**Directive**:
The entries below are to be written out again without alteration.

- - - -

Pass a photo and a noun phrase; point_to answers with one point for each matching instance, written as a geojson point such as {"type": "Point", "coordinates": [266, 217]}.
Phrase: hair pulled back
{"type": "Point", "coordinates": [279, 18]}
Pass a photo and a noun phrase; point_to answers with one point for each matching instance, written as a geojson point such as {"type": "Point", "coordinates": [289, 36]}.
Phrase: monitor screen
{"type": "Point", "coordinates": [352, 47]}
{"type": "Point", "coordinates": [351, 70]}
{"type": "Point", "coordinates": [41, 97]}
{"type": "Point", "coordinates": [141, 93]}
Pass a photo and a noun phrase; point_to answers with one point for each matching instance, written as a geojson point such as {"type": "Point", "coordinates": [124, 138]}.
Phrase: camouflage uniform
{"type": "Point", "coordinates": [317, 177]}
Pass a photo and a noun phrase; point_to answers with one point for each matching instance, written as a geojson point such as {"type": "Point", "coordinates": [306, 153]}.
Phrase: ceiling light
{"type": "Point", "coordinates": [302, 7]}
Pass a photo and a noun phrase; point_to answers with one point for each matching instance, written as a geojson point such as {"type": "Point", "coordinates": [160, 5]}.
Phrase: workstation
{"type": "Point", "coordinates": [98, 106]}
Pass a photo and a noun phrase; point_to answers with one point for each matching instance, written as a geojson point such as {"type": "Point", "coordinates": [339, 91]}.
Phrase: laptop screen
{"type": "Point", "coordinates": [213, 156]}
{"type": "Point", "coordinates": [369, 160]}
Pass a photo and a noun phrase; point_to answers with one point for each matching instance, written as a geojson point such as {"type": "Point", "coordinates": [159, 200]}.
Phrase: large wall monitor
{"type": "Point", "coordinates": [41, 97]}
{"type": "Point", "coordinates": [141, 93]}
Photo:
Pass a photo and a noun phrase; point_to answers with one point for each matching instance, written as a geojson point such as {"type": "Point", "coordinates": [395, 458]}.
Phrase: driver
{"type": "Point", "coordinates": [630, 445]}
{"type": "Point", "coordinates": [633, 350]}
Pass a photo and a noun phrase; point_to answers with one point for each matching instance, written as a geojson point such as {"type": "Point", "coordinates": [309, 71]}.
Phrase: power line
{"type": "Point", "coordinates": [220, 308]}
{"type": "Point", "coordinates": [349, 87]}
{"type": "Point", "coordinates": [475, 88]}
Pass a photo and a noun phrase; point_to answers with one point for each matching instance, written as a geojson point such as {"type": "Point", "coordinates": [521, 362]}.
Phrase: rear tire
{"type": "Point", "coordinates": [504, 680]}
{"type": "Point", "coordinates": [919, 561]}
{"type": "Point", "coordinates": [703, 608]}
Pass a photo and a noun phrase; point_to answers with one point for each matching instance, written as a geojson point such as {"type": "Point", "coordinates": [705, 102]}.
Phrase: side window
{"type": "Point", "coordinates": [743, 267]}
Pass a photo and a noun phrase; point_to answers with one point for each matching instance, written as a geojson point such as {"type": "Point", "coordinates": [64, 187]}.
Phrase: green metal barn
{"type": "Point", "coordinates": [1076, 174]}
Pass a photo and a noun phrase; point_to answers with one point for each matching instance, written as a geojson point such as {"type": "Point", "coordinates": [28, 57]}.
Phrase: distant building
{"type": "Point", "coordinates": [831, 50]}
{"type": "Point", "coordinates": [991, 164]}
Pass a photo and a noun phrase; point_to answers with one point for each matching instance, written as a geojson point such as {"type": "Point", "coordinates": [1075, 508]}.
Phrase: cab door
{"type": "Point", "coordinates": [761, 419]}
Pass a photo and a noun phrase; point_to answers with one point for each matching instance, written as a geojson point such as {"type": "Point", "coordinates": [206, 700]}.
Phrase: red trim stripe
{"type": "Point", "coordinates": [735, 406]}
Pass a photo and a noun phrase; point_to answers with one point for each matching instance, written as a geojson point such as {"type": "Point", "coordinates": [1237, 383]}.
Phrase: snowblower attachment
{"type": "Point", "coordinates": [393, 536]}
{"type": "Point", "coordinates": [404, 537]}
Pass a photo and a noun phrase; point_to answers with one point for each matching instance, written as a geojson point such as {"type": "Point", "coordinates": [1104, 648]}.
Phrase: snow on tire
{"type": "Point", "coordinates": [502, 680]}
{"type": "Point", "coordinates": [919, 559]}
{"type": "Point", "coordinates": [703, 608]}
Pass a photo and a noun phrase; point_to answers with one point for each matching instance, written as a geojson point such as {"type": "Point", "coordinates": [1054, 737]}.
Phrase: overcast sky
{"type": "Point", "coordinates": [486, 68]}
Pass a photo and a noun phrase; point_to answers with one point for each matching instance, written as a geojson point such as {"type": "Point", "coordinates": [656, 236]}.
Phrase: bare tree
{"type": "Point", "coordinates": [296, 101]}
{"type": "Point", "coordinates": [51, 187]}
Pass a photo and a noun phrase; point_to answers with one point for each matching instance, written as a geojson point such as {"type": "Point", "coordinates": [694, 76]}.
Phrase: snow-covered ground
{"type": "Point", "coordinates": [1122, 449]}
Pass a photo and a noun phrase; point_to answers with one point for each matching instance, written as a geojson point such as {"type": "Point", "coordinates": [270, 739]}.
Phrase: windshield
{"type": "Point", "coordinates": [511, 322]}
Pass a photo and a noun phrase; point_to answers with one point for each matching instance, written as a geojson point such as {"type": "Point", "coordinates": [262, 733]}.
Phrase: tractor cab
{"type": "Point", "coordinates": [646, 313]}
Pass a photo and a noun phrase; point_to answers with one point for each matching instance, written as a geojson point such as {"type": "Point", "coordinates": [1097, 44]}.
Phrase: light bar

- - - -

**Completed task**:
Pass a photo and a noun phrase; point_to answers with one point for each matching instance, written as a geojson point such as {"type": "Point", "coordinates": [266, 217]}.
Phrase: hair pulled back
{"type": "Point", "coordinates": [279, 18]}
Pass a photo and a noun phrase; point_to answers with one point for each matching instance, written as a geojson point such as {"type": "Point", "coordinates": [289, 36]}.
Phrase: monitor screen
{"type": "Point", "coordinates": [352, 47]}
{"type": "Point", "coordinates": [351, 70]}
{"type": "Point", "coordinates": [41, 97]}
{"type": "Point", "coordinates": [141, 93]}
Pass a photo and a noun phrase; point_to answers with one point for each matching instance, written as a geojson point such as {"type": "Point", "coordinates": [124, 138]}.
Phrase: camouflage uniform
{"type": "Point", "coordinates": [317, 177]}
Pass a photo and a noun phrase; point_to answers with one point for each matching instance, written as a geojson point such as {"type": "Point", "coordinates": [306, 153]}.
Phrase: ceiling light
{"type": "Point", "coordinates": [302, 7]}
Pass a photo and a noun phrase; point_to answers with one point for each matching instance, written as a geojson point such as {"type": "Point", "coordinates": [160, 5]}.
Phrase: workstation
{"type": "Point", "coordinates": [98, 106]}
Pass a photo and a noun phrase; point_to answers with one point for each matching instance, written as a geojson point such as {"type": "Point", "coordinates": [339, 91]}.
Phrase: laptop screen
{"type": "Point", "coordinates": [213, 156]}
{"type": "Point", "coordinates": [369, 160]}
Pass a photo and a noun phrase; point_to answers with one point for each matching instance, written as a geojson point such as {"type": "Point", "coordinates": [159, 200]}.
Phrase: large wall monitor
{"type": "Point", "coordinates": [41, 97]}
{"type": "Point", "coordinates": [141, 93]}
Photo:
Pass a photo and a noun phrase; point_to answers with one point for each matching instance, written as a geojson point such as {"type": "Point", "coordinates": [395, 458]}.
Phrase: driver
{"type": "Point", "coordinates": [630, 445]}
{"type": "Point", "coordinates": [633, 350]}
Pass a photo and a noun phrase; point_to answers with one point for each matching instance, written as a geojson point such as {"type": "Point", "coordinates": [309, 71]}.
Phrase: power line
{"type": "Point", "coordinates": [220, 308]}
{"type": "Point", "coordinates": [349, 87]}
{"type": "Point", "coordinates": [475, 88]}
Pass a photo and a noun phrase; point_to answers with one point for each matching instance, written as a geojson point such as {"type": "Point", "coordinates": [521, 362]}.
Phrase: rear tire
{"type": "Point", "coordinates": [504, 680]}
{"type": "Point", "coordinates": [919, 561]}
{"type": "Point", "coordinates": [703, 608]}
Pass a photo and a noun phrase; point_to answers with one point for each matching instance, written as a geojson point such as {"type": "Point", "coordinates": [705, 102]}.
Phrase: side window
{"type": "Point", "coordinates": [743, 267]}
Pass a photo and a noun phrase; point_to answers with one point for each matching instance, written as a geojson point such as {"type": "Point", "coordinates": [64, 187]}.
Phrase: green metal barn
{"type": "Point", "coordinates": [1076, 174]}
Pass a photo and a noun phrase; point_to answers with one point for each matching instance, written as a geojson point such as {"type": "Point", "coordinates": [28, 57]}.
Phrase: distant building
{"type": "Point", "coordinates": [831, 50]}
{"type": "Point", "coordinates": [991, 164]}
Pass a photo and a noun phrase; point_to answers with one point for each matching instance, written as a geojson point such as {"type": "Point", "coordinates": [1075, 508]}.
Phrase: cab door
{"type": "Point", "coordinates": [761, 419]}
Pass a photo and a noun phrase; point_to answers with one point for each matching instance, written as a geojson point such as {"type": "Point", "coordinates": [206, 700]}.
Phrase: red trim stripe
{"type": "Point", "coordinates": [735, 406]}
Pass a photo and a noun phrase; point_to answers with one point for each matching instance, written as a geojson point such as {"type": "Point", "coordinates": [1237, 383]}.
Phrase: snowblower attachment
{"type": "Point", "coordinates": [393, 536]}
{"type": "Point", "coordinates": [404, 537]}
Pass a photo and a noun phrase; point_to answers with one point for each matching instance, written as a geojson point such as {"type": "Point", "coordinates": [1104, 648]}.
Phrase: snow on tire
{"type": "Point", "coordinates": [502, 680]}
{"type": "Point", "coordinates": [919, 559]}
{"type": "Point", "coordinates": [703, 608]}
Pass a photo and a noun phrase; point_to answers with one point for each matching instance, written as a geojson point such as {"type": "Point", "coordinates": [1054, 737]}.
Phrase: overcast sky
{"type": "Point", "coordinates": [486, 68]}
Pass a photo and a noun phrase; point_to answers with one point for each matching instance, written as a geojson point such as {"type": "Point", "coordinates": [656, 236]}.
Phrase: bare tree
{"type": "Point", "coordinates": [296, 101]}
{"type": "Point", "coordinates": [51, 187]}
Pass a photo and a noun phrase; point_to answers with one point for each matching instance, written as a geojson point such as {"type": "Point", "coordinates": [694, 76]}.
Phrase: snow-covered ground
{"type": "Point", "coordinates": [1122, 449]}
Pass a photo and a noun phrase; point_to answers with one point for each matching instance, written as a geojson point such as {"type": "Point", "coordinates": [270, 739]}.
Phrase: windshield
{"type": "Point", "coordinates": [511, 322]}
Pass a photo and a noun phrase; point_to answers with one point for each matching instance, written as a geojson point such as {"type": "Point", "coordinates": [262, 733]}.
Phrase: tractor cab
{"type": "Point", "coordinates": [646, 313]}
Pass a photo and a noun phrase; point_to answers with one point for each matching instance, written as a geojson point such as {"type": "Point", "coordinates": [1097, 44]}.
Phrase: light bar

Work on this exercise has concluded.